======== RECORDED INFORMATION ========

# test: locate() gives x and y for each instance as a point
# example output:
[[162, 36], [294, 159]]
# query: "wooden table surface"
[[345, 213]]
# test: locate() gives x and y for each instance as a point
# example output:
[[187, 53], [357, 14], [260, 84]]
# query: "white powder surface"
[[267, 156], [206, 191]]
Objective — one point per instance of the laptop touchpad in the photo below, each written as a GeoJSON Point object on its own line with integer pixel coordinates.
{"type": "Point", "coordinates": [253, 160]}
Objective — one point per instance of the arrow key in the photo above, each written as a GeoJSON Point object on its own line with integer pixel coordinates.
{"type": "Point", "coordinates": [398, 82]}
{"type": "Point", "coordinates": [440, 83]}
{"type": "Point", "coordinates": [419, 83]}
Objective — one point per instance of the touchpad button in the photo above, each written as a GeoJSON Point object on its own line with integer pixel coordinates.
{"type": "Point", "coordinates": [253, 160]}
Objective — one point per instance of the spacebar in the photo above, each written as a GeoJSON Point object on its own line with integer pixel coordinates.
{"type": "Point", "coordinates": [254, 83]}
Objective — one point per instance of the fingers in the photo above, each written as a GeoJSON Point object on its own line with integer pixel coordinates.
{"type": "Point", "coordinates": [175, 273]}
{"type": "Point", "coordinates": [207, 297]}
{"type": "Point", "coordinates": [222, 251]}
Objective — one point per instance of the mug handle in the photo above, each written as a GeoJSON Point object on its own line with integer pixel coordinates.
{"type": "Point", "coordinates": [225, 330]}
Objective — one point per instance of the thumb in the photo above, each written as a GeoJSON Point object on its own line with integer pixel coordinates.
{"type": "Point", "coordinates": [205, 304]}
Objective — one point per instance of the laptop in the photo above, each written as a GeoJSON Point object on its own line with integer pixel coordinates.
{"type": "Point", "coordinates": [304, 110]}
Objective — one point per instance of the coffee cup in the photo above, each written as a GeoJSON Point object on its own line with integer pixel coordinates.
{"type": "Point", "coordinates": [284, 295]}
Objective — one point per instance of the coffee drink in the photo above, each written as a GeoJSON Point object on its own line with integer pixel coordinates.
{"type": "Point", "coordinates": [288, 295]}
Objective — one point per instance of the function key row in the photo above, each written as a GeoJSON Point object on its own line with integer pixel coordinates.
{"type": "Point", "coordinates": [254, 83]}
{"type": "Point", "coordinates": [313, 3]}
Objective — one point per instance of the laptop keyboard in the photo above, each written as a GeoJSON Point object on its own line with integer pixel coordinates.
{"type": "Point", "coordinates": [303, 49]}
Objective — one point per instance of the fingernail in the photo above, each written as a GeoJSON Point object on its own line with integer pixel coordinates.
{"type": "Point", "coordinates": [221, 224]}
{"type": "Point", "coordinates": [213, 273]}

========

## EXERCISE INSTRUCTIONS
The listing above must be written out again in its entirety, exactly as given.

## ANSWER BOX
# test: locate() gives x and y for each instance as a point
# example output:
[[162, 36], [294, 159]]
# query: "wooden table surface"
[[345, 213]]
# test: locate() gives x and y for each instance as a point
# example output:
[[187, 53], [357, 14], [260, 84]]
# query: "white powder surface"
[[267, 156], [206, 191]]
Objective — one point per instance of the laptop touchpad in the photo below, each written as a GeoJSON Point object on its own line with integer pixel coordinates.
{"type": "Point", "coordinates": [253, 160]}
Objective — one point per instance of the arrow key in the photo above, each written as a GeoJSON Point object on its own line with integer pixel coordinates.
{"type": "Point", "coordinates": [398, 82]}
{"type": "Point", "coordinates": [440, 83]}
{"type": "Point", "coordinates": [419, 83]}
Objective — one point per instance of the touchpad button in the photo above, each written as a GeoJSON Point object on its own line with integer pixel coordinates.
{"type": "Point", "coordinates": [253, 160]}
Objective — one point per instance of the spacebar in the photo above, each written as a GeoJSON Point object on its own line with integer pixel coordinates.
{"type": "Point", "coordinates": [254, 83]}
Objective — one point per instance of the fingers in the photo above, each written as a GeoJSON Point object on its own line with integer pixel coordinates.
{"type": "Point", "coordinates": [175, 273]}
{"type": "Point", "coordinates": [207, 297]}
{"type": "Point", "coordinates": [222, 251]}
Objective — one point per instance of the mug handle in the photo above, each written as a GeoJSON Point object on its own line with integer pixel coordinates.
{"type": "Point", "coordinates": [225, 330]}
Objective — one point per instance of the thumb in the photo above, each written as a GeoJSON Point object on its own line with integer pixel coordinates.
{"type": "Point", "coordinates": [205, 304]}
Objective — one point per instance of the laptop in the photo above, each written as a GeoJSON Point object on its own line with integer pixel coordinates.
{"type": "Point", "coordinates": [304, 110]}
Objective — one point per instance of the coffee cup in the photo above, each written as a GeoJSON Point object on its own line with integer pixel coordinates.
{"type": "Point", "coordinates": [284, 295]}
Objective — one point per instance of the coffee drink in the photo above, each written as a GeoJSON Point object on its own line with integer pixel coordinates.
{"type": "Point", "coordinates": [288, 295]}
Objective — one point per instance of the function key row in the photo above, each written as a GeoJSON Point object on its own line with integer pixel coordinates.
{"type": "Point", "coordinates": [254, 83]}
{"type": "Point", "coordinates": [313, 3]}
Objective — one point per instance of the laptop keyboard in the photo above, each written as a GeoJSON Point object on its own line with integer pixel coordinates.
{"type": "Point", "coordinates": [303, 49]}
Objective — one point per instance of the fingernail in the photo above, each written as a GeoJSON Point object on its own line with integer pixel coordinates.
{"type": "Point", "coordinates": [221, 224]}
{"type": "Point", "coordinates": [213, 273]}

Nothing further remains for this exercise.